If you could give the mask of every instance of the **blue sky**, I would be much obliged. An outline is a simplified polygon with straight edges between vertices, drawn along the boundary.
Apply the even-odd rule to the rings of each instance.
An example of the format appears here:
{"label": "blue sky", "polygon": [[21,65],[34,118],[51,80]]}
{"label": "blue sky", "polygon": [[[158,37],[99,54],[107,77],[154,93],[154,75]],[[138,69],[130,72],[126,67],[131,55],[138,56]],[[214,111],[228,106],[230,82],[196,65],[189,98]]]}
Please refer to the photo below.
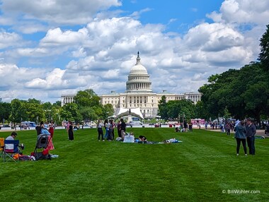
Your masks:
{"label": "blue sky", "polygon": [[137,51],[153,91],[197,91],[256,60],[261,0],[0,0],[0,97],[60,100],[125,90]]}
....................
[Given exercise] From the entries above, pull out every line that contains the string "polygon". Case counts, so a match must use the same uppercase and lowercase letters.

[Answer]
If you could give the mask of every instance of the **blue sky**, I would be much obliged. An outline is a simplified polygon with straight edges between vertices, drawn along the boundary.
{"label": "blue sky", "polygon": [[21,65],[34,118],[51,80]]}
{"label": "blue sky", "polygon": [[[158,37],[99,54],[107,77],[154,93],[154,75]],[[138,69],[130,72],[126,67],[131,55],[138,56]],[[214,111],[228,106],[230,82],[196,65],[189,98]]]}
{"label": "blue sky", "polygon": [[137,51],[153,91],[197,91],[256,60],[261,0],[0,0],[0,97],[60,100],[125,90]]}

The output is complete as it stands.